**Passage shown:**
Decision 143/2025: Whether request was vexatious

Authority: East Lothian Council
Case Ref: 202500507
 

Summary

The Applicant asked the Authority how much money was transferred to and from different services within the Authority over a 35-year period.  The Authority refused to comply as it considered the request to be vexatious.  The Commissioner investigated and found that the request was vexatious and that the Authority was not obliged to comply.

Relevant statutory provisions

Freedom of Information (Scotland) Act 2002 sections 1(1), (2) and (6) (General entitlement); 14(1) (Vexatious or repeated requests); 47(1) and (2) (Application for decision by Commissioner).

Background

  1. On 17 February 2025, the Applicant made a request for information to the Authority. He asked:

    “How much money has been transferred to and from different services within [the Authority] over the last 35 years, which is tantamount to money laundering and serious misconduct and fraud and deception, as declared very clearly by [named individual] in her correspondence which was sent out previously in freedom of information act request bundles.”

**Task goal:** Please transcribe the decision notice word for word, from "Freedom of Information (Scotland)" up to and including "decision by Commissioner).". The data after this point has no connection to the decision notice.

**Information supplied:**

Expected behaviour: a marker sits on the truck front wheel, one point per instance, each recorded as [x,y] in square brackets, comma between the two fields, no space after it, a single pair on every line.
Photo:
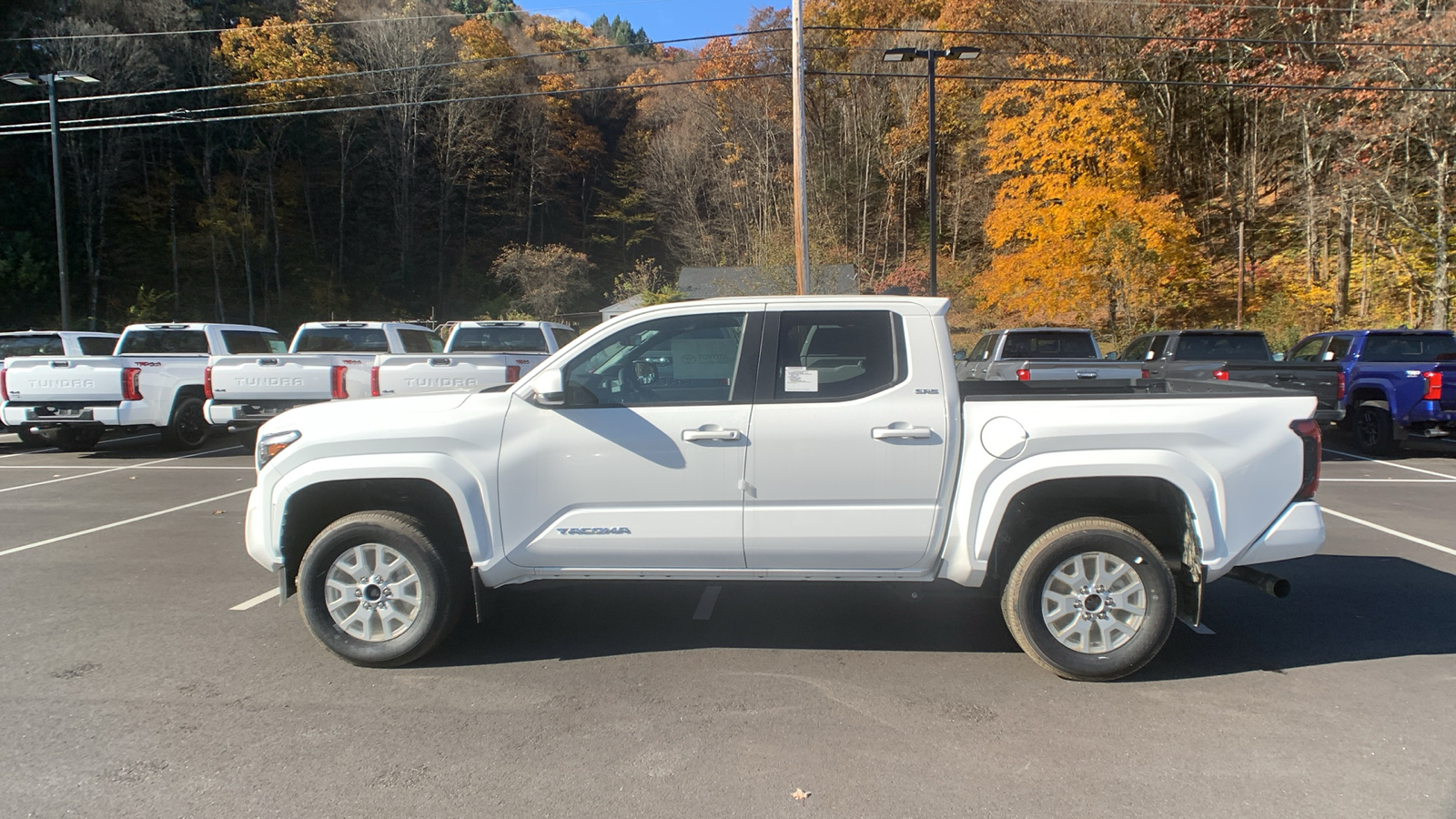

**Task output:**
Freedom of Information (Scotland) Act 2002 sections 1(1), (2) and (6) (General entitlement); 14(1) (Vexatious or repeated requests); 47(1) and (2) (Application for decision by Commissioner).